--- START Record excerpts ---

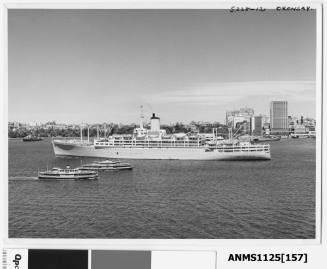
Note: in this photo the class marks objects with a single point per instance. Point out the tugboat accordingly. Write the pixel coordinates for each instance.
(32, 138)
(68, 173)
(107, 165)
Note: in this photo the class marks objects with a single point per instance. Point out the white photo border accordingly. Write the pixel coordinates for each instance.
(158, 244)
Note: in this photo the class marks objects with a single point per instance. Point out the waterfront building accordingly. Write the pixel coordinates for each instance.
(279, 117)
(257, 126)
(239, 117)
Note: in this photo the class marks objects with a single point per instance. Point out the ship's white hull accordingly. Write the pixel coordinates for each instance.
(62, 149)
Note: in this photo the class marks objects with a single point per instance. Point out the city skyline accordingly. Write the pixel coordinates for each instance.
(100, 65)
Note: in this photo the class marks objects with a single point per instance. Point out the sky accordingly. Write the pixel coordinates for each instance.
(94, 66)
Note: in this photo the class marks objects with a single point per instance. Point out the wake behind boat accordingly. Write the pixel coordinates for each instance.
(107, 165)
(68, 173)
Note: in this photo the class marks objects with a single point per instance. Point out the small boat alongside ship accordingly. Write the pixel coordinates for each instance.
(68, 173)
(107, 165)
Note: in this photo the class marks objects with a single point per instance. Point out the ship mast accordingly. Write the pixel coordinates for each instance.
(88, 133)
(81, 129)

--- END Record excerpts ---
--- START Record excerpts ---

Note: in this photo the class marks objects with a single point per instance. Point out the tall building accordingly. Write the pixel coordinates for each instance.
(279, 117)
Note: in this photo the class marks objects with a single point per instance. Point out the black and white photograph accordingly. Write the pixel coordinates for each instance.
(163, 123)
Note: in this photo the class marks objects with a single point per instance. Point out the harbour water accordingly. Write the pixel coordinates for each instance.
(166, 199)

--- END Record excerpts ---
--- START Record excerpts ---

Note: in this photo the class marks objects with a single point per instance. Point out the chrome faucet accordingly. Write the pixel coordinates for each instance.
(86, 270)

--- END Record excerpts ---

- Given request -
Pull out every line of the listing above that contains the word "building". Case counts.

- Task response -
Note: in this photo the class marks objects with a single point per instance. Point out the waterfront building accordingly. Write the pixel coordinates for each instance.
Note: in this photo the class marks objects with a single point per instance. Point out the tall building accordingly. Write the pixel coordinates for each instance.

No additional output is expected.